**Instruction:** Lay out the material from the line with "indicate the dirt" to the line with "column 189, row 130", both lines included, as a two-column CSV headed text and answer. Give one row per text with its answer, and put each in a single quoted field with line breaks replaced by spaces.

**Entries provided:**
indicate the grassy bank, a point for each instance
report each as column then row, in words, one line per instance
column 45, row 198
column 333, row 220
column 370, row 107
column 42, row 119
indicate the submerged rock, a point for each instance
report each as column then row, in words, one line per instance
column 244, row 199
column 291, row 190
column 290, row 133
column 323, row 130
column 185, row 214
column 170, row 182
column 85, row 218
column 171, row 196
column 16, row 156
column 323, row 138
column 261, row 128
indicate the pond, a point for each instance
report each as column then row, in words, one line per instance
...
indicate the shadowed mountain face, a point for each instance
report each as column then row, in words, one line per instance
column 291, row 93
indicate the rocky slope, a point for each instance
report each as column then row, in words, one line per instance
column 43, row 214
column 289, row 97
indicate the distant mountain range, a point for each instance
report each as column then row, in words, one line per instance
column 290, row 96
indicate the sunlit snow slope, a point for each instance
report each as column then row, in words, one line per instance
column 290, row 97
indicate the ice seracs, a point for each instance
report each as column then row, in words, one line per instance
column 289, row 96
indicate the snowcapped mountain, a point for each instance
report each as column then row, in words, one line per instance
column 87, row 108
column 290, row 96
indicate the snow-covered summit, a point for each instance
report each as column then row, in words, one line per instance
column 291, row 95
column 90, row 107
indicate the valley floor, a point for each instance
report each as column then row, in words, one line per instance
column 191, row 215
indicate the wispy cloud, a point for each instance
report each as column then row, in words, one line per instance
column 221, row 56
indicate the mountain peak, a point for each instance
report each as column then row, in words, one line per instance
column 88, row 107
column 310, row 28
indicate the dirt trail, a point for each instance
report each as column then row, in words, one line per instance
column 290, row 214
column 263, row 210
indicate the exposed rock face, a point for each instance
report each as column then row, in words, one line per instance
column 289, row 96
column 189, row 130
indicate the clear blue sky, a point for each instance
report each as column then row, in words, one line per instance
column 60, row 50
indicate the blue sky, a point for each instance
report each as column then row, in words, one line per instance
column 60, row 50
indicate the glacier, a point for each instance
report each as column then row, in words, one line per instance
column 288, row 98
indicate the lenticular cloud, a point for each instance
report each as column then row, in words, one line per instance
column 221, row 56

**Complete answer:**
text,answer
"indicate the dirt trail, a point for each instance report each as column then row, in words, one line per instance","column 290, row 214 column 263, row 210"
"indicate the exposed rock face, a point for each instance report each as column then row, in words, one line per instance","column 289, row 96 column 189, row 130"